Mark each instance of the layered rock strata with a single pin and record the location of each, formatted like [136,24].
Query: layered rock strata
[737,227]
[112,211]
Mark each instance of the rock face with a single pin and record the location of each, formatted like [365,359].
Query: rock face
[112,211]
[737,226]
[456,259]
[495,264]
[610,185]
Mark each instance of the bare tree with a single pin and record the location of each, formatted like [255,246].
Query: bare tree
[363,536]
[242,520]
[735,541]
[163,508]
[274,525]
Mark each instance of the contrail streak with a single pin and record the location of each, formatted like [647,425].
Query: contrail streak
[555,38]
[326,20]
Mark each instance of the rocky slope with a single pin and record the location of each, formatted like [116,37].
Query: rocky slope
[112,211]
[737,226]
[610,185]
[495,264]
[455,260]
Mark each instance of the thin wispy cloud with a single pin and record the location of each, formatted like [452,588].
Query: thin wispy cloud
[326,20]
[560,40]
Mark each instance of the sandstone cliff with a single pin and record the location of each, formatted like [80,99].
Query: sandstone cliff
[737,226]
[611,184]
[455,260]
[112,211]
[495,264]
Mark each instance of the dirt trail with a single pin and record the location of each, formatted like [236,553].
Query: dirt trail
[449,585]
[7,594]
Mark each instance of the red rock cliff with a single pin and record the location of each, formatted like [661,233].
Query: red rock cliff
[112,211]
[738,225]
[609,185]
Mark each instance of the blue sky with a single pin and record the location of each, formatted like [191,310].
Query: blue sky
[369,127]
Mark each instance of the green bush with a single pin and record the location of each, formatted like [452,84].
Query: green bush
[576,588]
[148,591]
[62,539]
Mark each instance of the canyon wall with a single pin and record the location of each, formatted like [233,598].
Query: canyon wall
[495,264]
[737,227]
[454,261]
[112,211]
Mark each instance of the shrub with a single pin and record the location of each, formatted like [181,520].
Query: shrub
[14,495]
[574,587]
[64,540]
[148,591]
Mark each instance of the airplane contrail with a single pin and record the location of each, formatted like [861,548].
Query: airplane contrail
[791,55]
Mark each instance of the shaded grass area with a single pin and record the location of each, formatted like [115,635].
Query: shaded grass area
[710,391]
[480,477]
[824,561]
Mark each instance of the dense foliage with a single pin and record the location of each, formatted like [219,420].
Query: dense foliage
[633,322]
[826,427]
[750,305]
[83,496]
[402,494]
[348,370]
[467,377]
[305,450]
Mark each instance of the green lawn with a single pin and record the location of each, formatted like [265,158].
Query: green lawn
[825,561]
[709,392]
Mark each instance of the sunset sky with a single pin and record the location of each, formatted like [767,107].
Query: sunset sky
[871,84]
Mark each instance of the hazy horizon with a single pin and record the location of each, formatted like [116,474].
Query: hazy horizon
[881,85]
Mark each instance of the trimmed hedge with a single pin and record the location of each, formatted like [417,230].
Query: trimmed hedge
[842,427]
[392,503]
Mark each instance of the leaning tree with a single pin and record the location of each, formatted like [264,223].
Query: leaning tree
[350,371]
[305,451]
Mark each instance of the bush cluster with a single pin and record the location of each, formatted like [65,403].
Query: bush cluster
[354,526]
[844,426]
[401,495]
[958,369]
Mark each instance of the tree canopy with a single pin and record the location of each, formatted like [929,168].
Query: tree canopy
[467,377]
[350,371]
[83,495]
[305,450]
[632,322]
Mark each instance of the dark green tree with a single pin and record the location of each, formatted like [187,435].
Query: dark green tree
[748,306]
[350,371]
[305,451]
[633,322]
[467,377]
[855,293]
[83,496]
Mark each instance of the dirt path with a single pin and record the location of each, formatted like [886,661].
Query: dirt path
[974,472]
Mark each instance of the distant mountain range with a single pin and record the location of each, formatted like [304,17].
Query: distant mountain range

------------------------------

Reproduce every item above, swapping "single pin" for "single marker" wherever it appears and changing nothing else.

Mark each instance of the layered rock strata with a single marker and record the location of each, formatted like [136,24].
Query: layered rock strata
[737,227]
[112,211]
Mark each instance of the rock face with a single marker and record the location of each, formatted like [365,359].
Query: rock face
[112,211]
[737,226]
[456,259]
[495,264]
[610,185]
Mark each instance of the bare tree with a single marker and record the location of each, formatted like [255,246].
Query: bare tree
[363,536]
[242,520]
[735,541]
[163,508]
[274,525]
Mark each instance of the contrail streak with a single marker and record the location of each, formatted like [647,425].
Query: contrail streak
[555,38]
[326,20]
Mark each instance of the rocky slope with a single marker and record the location of each, formatted like [116,37].
Query: rocky slope
[112,211]
[737,226]
[610,185]
[495,264]
[455,260]
Mark each instance of the thin wispy cloud with a single marker and record the location of each, formatted like [452,588].
Query: thin wispy cloud
[326,20]
[560,40]
Mark each instance of the sandstone cliff with a single marker and record the location of each, formatted like [80,99].
Query: sandstone cliff
[737,226]
[611,184]
[455,260]
[112,211]
[495,264]
Mark each instance of the dirt trail with a single marker and record the location of each, formatted like [236,553].
Query: dirt trail
[449,585]
[7,594]
Mark each instance of the red rock cliff with a single marker and record the location of each, formatted like [661,233].
Query: red rock cliff
[112,211]
[738,225]
[609,185]
Mark each instance of the blue sky with a single marker and record the location of each, formatted like [191,310].
Query: blue sky
[369,127]
Mark each instance of the green bush with a single marker and record the location of each, formatted like [452,84].
Query: green bush
[576,588]
[148,591]
[62,539]
Mark each instance of the canyon wall with a single marker and record the location of each, formatted like [233,598].
Query: canyon wall
[495,264]
[737,227]
[454,261]
[112,211]
Mark each instance of the shrub with a single marker and record the location of each, formatted like [181,520].
Query: shrub
[14,495]
[574,587]
[64,540]
[148,591]
Mark each instance of the airplane contrail with a single marker and record the location of each, formatted like [861,548].
Query: airplane contrail
[791,55]
Mark each instance of the shaded grass area with a single marker and record the location of each, formatted like [115,635].
Query: shaded grass area
[710,391]
[480,477]
[824,561]
Mark each instance of the dense foliage with a single marker and record the location of each, formatted like [219,420].
Query: dense foliage
[633,322]
[826,427]
[750,305]
[83,496]
[402,494]
[348,370]
[467,377]
[305,450]
Mark each instance of the green lawn with a single marker and record the location of each, formatted like [265,158].
Query: green lawn
[825,561]
[709,392]
Mark each instance of the sunset sky with a single marker and record the location of each, formatted like [767,107].
Query: sunset sky
[871,84]
Mark each instance of the hazy horizon with a single marker and record the location of each, formatted like [116,474].
Query: hazy horizon
[881,85]
Mark each instance of the trimmed hedge with a single marker and record the location of each, formatted like [417,230].
Query: trimmed hedge
[842,427]
[392,503]
Mark each instance of the leaning tree with a single marker and record the location of each, formatted like [264,223].
Query: leaning tree
[350,371]
[305,451]
Mark each instance of the bush cluster with a single marker and record the location of each, formatted like [65,403].
Query: bush cluster
[354,526]
[844,426]
[401,495]
[958,369]
Mark each instance of the tree canopy with a single marker and record the location of each, formatted like [929,168].
Query: tree canopy
[467,377]
[350,371]
[83,495]
[305,450]
[632,322]
Mark each instance of the dark green tree with a single marker and record the location of each, formatted like [187,435].
Query: dark green tree
[748,306]
[350,371]
[305,451]
[633,322]
[467,377]
[855,293]
[83,496]
Mark each instance of the dirt path with a single marker and record the location of each, formatted like [886,661].
Query: dirt path
[974,472]
Mark each instance of the distant mountain range with a single marker and record the location of each, formatted like [304,17].
Query: distant mountain range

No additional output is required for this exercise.